**What to do**
1. Answer these about the ODBINC forum thread:
(a) How many seconds does the simplest script that produces the error wait?
(b) Which forum user had the same issue as the posters?
(c) What two git commands were tried to update?
2. Write out the ODBINC forum thread from "Hey, thanks for" up to and including "another look today.", swapping "test script" for "sample script".

**Selected excerpt**
Hey, thanks for getting back to me
We are fairly confident the syntax is correct. Having tried the test script posted by Stefan:
> ODBSET /Equipment/ArduinoTestStation/Variables/_S_, 10
>
> LOOP 10
> WAIT seconds, 3
> ODBINC
The same error is returned:/
We will take another look today.
Jago |
2340
|
14 Feb 2022 |
Stefan Ritt | Bug Fix | ODBINC/Sequencer Issue |
Just post here a minimal script which produces the error, so that I can try myself.
... and make sure that you have the latest develop version of midas.
Stefan |
2341
|
14 Feb 2022 |
jago aartsen | Bug Fix | ODBINC/Sequencer Issue |
> Just post here a minimal script which produces the error, so that I can try myself.
>
> ... and make sure that you have the latest develop version of midas.
>
> Stefan
Here is the simplest script which produces the error:
WAIT seconds, 3
ODBINC /Equipment/ArduinoTestStation/Variables/_S_
I noticed that "Jacob Thorne" in the forum had the same issue as us in Novemeber last
year. Indeed we have not installed any later versions of MIDAS since then so we will
double check we have the latest version.
Jago |
2342
|
14 Feb 2022 |
Stefan Ritt | Bug Fix | ODBINC/Sequencer Issue |
> I noticed that "Jacob Thorne" in the forum had the same issue as us in Novemeber last
> year. Indeed we have not installed any later versions of MIDAS since then so we will
> double check we have the latest version.
As you see from my reply to Jacob, the bug has been fixed in midas since then, so just
update.
Stefan |
2343
|
14 Feb 2022 |
jago aartsen | Bug Fix | ODBINC/Sequencer Issue |
> > I noticed that "Jacob Thorne" in the forum had the same issue as us in Novemeber last
> > year. Indeed we have not installed any later versions of MIDAS since then so we will
> > double check we have the latest version.
>
> As you see from my reply to Jacob, the bug has been fixed in midas since then, so just
> update.
>
> Stefan
We have tried updating using both:
git submodule update --init --recursive
and:
git pull --recurse-submodules
But the error still persists. Is there another way to update which we are missing?

**Supplied data**

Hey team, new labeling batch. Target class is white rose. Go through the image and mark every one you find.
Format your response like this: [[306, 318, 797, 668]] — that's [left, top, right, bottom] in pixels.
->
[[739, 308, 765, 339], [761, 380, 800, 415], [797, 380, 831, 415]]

**Answers in order**
1.
(a) 3 seconds
(b) Jacob Thorne
(c) git submodule update --init --recursive, and git pull --recurse-submodules

2.
Hey, thanks for getting back to me
We are fairly confident the syntax is correct. Having tried the sample script posted by Stefan:
> ODBSET /Equipment/ArduinoTestStation/Variables/_S_, 10
>
> LOOP 10
> WAIT seconds, 3
> ODBINC
The same error is returned:/
We will take another look today.